▶ Work to be completed: Examine the entries and show every line in which the word "shoreline" is found.

(Photo-based referring expression data)

┄┄┄┄┄┄

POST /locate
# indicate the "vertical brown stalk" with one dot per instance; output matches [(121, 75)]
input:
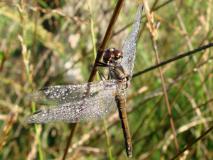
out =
[(153, 32), (98, 58)]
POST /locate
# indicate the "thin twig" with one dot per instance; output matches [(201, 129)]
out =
[(179, 56), (153, 31), (98, 58)]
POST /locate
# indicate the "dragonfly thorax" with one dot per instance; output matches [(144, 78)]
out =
[(112, 56)]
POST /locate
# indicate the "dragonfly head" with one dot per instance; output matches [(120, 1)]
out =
[(112, 56)]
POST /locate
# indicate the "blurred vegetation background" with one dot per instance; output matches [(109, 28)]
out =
[(48, 42)]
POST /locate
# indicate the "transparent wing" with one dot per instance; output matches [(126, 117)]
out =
[(129, 46), (63, 94), (88, 108)]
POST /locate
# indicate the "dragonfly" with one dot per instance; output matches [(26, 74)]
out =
[(94, 100)]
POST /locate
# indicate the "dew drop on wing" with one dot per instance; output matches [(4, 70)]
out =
[(86, 109)]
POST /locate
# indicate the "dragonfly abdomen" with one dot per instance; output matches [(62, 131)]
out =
[(121, 104)]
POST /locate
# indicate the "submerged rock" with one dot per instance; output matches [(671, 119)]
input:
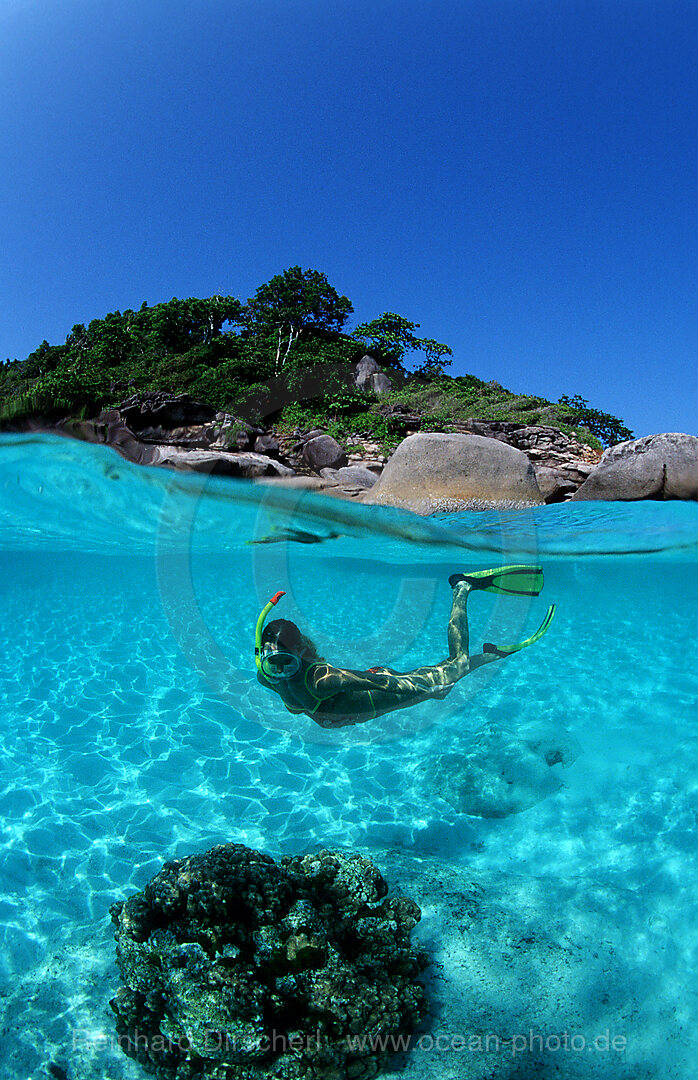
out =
[(239, 968), (500, 773)]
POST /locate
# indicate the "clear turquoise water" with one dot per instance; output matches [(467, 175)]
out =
[(133, 729)]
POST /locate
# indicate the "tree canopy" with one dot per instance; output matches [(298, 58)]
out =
[(292, 302), (247, 358), (393, 336)]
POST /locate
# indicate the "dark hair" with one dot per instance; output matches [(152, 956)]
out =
[(286, 635)]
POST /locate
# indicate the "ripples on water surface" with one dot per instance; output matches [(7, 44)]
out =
[(133, 730)]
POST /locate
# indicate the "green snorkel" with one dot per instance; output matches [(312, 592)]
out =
[(260, 621)]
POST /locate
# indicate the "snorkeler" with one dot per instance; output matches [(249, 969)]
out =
[(287, 661)]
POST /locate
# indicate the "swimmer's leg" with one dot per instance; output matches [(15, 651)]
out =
[(458, 638)]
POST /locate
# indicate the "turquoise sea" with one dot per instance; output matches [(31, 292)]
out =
[(133, 731)]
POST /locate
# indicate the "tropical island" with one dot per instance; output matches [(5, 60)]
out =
[(264, 379)]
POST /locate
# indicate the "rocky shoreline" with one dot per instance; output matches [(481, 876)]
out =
[(479, 464)]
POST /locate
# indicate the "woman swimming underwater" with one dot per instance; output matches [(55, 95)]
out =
[(287, 662)]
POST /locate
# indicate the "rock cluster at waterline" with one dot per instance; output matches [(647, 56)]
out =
[(239, 968), (515, 466)]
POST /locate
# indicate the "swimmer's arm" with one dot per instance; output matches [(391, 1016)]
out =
[(326, 680)]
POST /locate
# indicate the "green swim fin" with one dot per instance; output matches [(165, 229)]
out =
[(510, 580), (506, 650)]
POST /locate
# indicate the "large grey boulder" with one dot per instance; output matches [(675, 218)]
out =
[(370, 377), (365, 369), (380, 383), (656, 467), (432, 471), (323, 451)]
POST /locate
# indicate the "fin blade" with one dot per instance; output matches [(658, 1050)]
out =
[(518, 580), (506, 650)]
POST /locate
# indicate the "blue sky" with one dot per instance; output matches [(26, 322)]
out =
[(518, 176)]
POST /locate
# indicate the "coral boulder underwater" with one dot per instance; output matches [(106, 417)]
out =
[(240, 968)]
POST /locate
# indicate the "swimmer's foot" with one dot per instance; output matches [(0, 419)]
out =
[(510, 580)]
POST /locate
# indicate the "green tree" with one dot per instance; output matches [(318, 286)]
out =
[(607, 429), (294, 302), (393, 335)]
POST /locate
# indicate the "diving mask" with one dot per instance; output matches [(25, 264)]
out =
[(272, 662), (278, 663)]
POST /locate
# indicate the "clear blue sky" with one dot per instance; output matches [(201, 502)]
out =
[(518, 176)]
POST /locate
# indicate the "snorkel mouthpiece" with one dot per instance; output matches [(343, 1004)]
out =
[(260, 621)]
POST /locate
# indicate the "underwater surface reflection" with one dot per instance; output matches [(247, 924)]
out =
[(560, 783)]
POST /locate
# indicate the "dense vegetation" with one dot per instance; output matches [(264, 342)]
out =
[(284, 355)]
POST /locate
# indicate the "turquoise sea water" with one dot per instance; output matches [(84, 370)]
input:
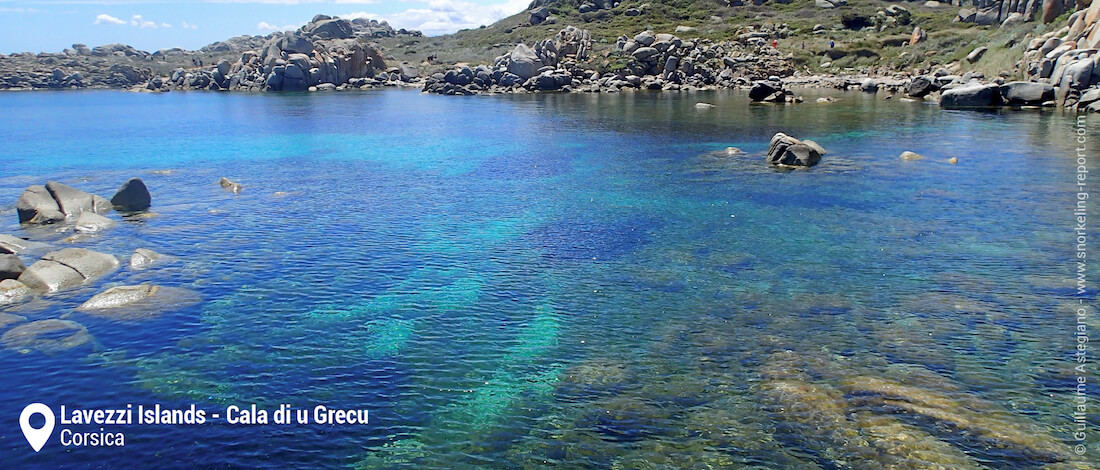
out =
[(569, 281)]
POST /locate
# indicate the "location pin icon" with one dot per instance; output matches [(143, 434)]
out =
[(36, 437)]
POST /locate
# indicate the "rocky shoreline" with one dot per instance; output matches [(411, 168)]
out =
[(1059, 67)]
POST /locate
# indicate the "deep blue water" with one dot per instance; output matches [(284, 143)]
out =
[(576, 281)]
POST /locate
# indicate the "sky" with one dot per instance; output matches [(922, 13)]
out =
[(52, 25)]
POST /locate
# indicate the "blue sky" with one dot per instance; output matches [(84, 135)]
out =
[(51, 25)]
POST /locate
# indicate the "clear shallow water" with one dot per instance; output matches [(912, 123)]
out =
[(580, 281)]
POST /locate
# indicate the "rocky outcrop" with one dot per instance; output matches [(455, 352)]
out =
[(770, 90), (990, 12), (971, 96), (52, 336), (138, 302), (67, 268), (210, 67), (133, 196), (327, 53), (10, 266), (36, 206), (144, 258), (1067, 58), (55, 201), (12, 291), (17, 246), (89, 222), (648, 61), (788, 151), (231, 185), (73, 201), (921, 86), (1026, 93)]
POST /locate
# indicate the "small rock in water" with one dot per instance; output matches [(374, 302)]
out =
[(788, 151), (231, 185), (67, 268), (143, 258), (138, 302), (90, 222), (12, 291), (132, 197), (7, 319), (46, 336), (11, 266)]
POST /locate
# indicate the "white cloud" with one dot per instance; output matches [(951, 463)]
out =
[(267, 26), (138, 21), (107, 19), (444, 17)]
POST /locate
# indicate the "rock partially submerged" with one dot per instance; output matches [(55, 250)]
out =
[(138, 302), (144, 258), (1026, 93), (788, 151), (15, 246), (74, 201), (8, 319), (971, 96), (48, 336), (12, 291), (10, 266), (231, 185), (54, 201), (36, 206), (90, 222), (67, 268), (132, 197), (769, 91)]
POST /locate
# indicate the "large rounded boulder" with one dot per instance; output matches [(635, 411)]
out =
[(974, 96), (133, 196), (788, 151), (48, 336), (138, 302), (524, 62), (36, 206), (67, 268)]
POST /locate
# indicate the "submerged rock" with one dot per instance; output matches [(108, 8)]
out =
[(138, 302), (230, 185), (966, 415), (788, 151), (36, 206), (90, 222), (12, 291), (67, 268), (46, 336), (10, 266), (15, 246), (1027, 93), (133, 196), (143, 259), (8, 319), (73, 200), (976, 96)]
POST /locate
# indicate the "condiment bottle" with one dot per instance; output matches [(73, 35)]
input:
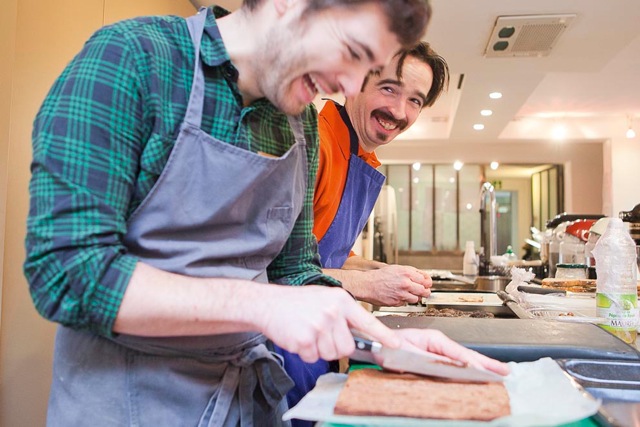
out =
[(470, 260), (616, 293)]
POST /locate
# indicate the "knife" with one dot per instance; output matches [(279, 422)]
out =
[(419, 362)]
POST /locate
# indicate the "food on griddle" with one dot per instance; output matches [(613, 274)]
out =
[(451, 312), (471, 299), (571, 285), (373, 392)]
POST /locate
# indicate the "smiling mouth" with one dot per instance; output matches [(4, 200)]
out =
[(311, 84), (386, 124)]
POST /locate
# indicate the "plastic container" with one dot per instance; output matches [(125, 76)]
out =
[(510, 255), (571, 271), (470, 260), (616, 293)]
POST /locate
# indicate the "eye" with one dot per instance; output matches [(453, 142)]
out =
[(354, 55)]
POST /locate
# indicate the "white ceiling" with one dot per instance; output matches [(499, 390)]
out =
[(589, 82)]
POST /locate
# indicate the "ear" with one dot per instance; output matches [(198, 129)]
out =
[(283, 5)]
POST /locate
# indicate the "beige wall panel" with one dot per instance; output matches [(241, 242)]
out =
[(47, 36), (116, 10), (8, 10)]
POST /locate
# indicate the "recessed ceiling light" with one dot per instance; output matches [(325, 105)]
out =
[(559, 132), (631, 133)]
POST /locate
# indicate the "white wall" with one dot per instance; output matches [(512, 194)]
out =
[(36, 41), (624, 173), (583, 163)]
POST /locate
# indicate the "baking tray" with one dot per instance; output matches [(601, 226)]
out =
[(464, 301), (522, 340), (615, 382)]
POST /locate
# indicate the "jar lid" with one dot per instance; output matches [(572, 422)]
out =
[(571, 266)]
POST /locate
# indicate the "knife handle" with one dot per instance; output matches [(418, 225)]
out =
[(367, 345)]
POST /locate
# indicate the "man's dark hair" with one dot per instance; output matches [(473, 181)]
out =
[(423, 52), (439, 67), (407, 19)]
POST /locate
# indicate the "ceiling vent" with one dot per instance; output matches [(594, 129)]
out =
[(526, 35)]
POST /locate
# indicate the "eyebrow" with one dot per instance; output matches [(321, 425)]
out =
[(399, 83), (367, 50)]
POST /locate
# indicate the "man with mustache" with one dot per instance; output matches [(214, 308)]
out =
[(347, 186), (389, 102)]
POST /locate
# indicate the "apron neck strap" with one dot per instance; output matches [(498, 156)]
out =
[(353, 136), (196, 97)]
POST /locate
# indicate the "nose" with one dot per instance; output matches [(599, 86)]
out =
[(351, 82), (398, 107)]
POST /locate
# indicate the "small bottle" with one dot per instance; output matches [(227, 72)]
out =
[(510, 255), (470, 260), (616, 293)]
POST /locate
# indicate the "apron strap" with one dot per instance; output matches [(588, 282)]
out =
[(257, 367), (353, 136), (196, 97)]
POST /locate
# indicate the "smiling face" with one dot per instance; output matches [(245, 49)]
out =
[(325, 52), (388, 105)]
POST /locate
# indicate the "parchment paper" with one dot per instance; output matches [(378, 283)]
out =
[(540, 392)]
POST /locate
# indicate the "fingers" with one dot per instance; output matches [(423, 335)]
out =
[(437, 342)]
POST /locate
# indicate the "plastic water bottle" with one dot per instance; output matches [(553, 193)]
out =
[(616, 294), (470, 260), (510, 255)]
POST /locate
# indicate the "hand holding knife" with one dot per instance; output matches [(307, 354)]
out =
[(418, 361)]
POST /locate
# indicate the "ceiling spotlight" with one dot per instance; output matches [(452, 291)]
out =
[(559, 132), (631, 133)]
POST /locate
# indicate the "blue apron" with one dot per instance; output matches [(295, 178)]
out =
[(358, 198), (215, 211), (360, 194)]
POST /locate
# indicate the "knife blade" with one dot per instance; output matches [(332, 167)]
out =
[(419, 362)]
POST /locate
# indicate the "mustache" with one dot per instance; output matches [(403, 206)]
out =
[(388, 117)]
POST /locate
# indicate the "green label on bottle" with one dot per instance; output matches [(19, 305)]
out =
[(620, 309)]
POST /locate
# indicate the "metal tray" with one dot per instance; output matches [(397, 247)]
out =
[(616, 382)]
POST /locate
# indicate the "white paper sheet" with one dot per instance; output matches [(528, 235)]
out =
[(541, 394)]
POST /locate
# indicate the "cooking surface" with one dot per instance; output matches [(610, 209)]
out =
[(522, 340)]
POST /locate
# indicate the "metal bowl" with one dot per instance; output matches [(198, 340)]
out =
[(491, 283)]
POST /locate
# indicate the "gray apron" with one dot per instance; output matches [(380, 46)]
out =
[(215, 211)]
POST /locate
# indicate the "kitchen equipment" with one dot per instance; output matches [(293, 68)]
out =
[(463, 301), (616, 382), (418, 362), (522, 340), (510, 302), (491, 283)]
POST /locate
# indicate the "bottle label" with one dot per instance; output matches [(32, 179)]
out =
[(620, 309)]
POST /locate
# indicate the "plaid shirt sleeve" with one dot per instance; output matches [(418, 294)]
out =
[(85, 158), (299, 261)]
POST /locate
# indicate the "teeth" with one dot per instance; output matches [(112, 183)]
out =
[(315, 84), (387, 125)]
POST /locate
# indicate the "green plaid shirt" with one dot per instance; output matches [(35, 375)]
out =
[(102, 138)]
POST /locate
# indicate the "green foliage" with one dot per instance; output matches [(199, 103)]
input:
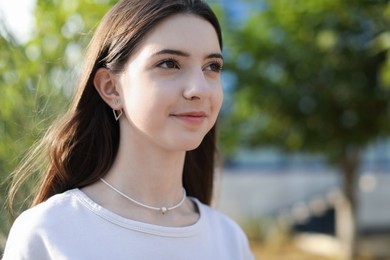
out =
[(37, 78), (311, 75)]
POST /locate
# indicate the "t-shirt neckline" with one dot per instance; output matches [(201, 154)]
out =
[(113, 218)]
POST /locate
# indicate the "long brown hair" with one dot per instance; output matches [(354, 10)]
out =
[(82, 146)]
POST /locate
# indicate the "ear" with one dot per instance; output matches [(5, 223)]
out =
[(105, 84)]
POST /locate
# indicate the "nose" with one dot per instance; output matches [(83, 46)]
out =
[(196, 85)]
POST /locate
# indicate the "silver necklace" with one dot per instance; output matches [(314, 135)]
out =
[(163, 210)]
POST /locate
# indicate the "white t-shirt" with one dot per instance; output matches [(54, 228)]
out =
[(72, 226)]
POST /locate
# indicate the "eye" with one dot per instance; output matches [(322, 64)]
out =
[(168, 64), (214, 66)]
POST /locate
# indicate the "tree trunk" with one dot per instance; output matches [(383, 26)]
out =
[(346, 208)]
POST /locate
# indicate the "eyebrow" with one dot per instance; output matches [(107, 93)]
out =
[(185, 54)]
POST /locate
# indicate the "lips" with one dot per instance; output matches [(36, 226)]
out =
[(193, 117)]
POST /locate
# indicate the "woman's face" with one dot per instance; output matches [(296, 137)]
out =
[(171, 88)]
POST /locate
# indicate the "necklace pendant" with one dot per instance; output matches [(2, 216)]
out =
[(163, 210)]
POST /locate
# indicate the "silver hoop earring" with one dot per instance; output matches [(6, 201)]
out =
[(117, 114)]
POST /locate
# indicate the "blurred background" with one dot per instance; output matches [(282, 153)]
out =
[(304, 130)]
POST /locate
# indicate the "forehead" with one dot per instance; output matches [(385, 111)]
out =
[(185, 32)]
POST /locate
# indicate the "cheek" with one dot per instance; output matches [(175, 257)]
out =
[(218, 99)]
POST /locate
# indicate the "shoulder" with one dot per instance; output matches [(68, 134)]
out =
[(53, 208), (32, 228), (225, 232), (221, 223)]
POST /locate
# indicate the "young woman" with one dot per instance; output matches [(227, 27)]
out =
[(129, 169)]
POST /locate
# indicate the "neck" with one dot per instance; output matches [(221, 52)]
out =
[(151, 176)]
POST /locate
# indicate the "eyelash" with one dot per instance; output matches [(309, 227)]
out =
[(218, 65), (175, 63), (163, 64)]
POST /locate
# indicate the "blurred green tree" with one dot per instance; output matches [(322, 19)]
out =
[(313, 76), (37, 78)]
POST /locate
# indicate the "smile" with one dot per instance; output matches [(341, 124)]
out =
[(191, 117)]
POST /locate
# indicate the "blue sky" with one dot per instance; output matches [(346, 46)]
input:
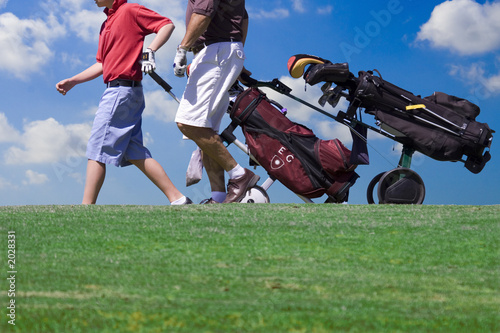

┄┄┄┄┄┄

▶ Response area:
# indicate the "rocky shoreline" with one dot per instance; output matches [(481, 876)]
# indicate the "rocky shoreline" with one dot per instance; output matches [(411, 168)]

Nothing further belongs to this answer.